[TASK PROMPT] Copy the entries below word for word, leaving out the pictures.

[START OF RECORDS SHOWN]

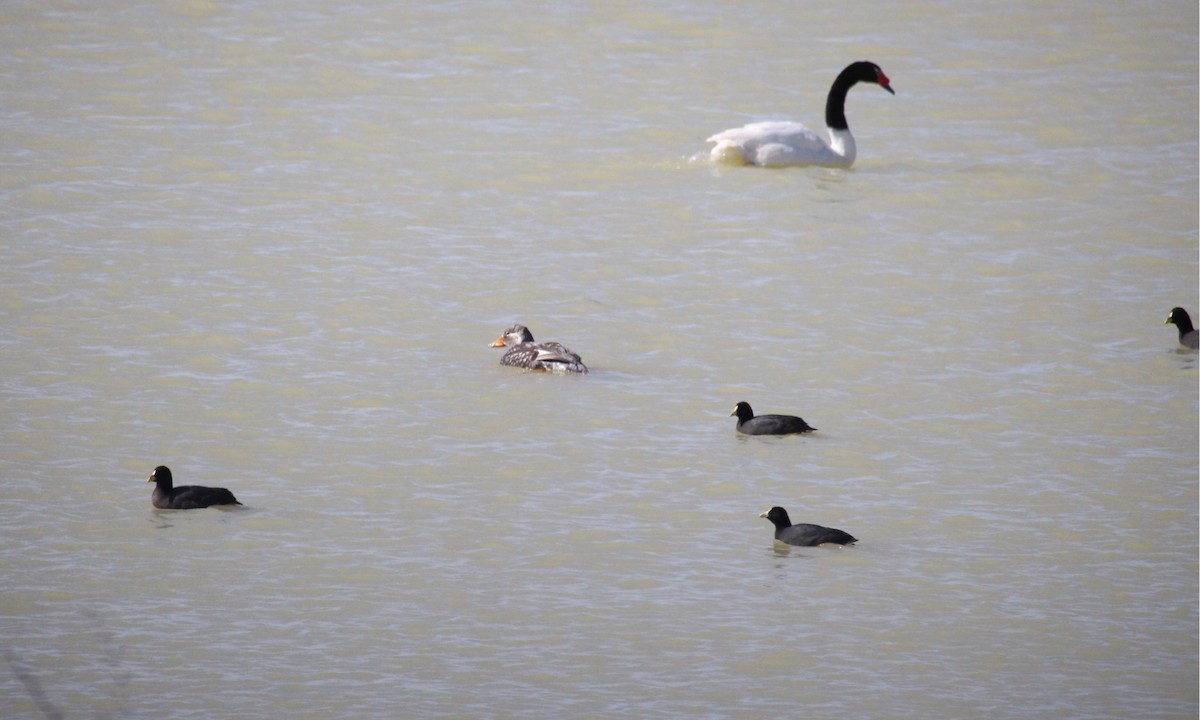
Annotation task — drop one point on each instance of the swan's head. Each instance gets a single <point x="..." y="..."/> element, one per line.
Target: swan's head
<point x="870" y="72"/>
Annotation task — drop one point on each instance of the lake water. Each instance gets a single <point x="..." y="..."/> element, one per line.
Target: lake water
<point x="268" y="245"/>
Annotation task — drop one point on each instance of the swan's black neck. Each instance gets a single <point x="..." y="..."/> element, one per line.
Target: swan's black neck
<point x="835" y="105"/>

[END OF RECORDS SHOWN]

[SOLUTION BELOW]
Annotation task — drop one point on each instance of the swan's head. Each instance gets a single <point x="..." y="..."/> element, one per line.
Target: swan's head
<point x="870" y="72"/>
Annotation task — drop one point on each instance of the lake water. Each instance gets a single <point x="..." y="..."/> element, one per line.
Target: lake water
<point x="268" y="245"/>
Annotation task — drop one point on each instance of the swan's black neck. Each instance gets a single <point x="..." y="..."/> element, one per line.
Target: swan's black neck
<point x="835" y="105"/>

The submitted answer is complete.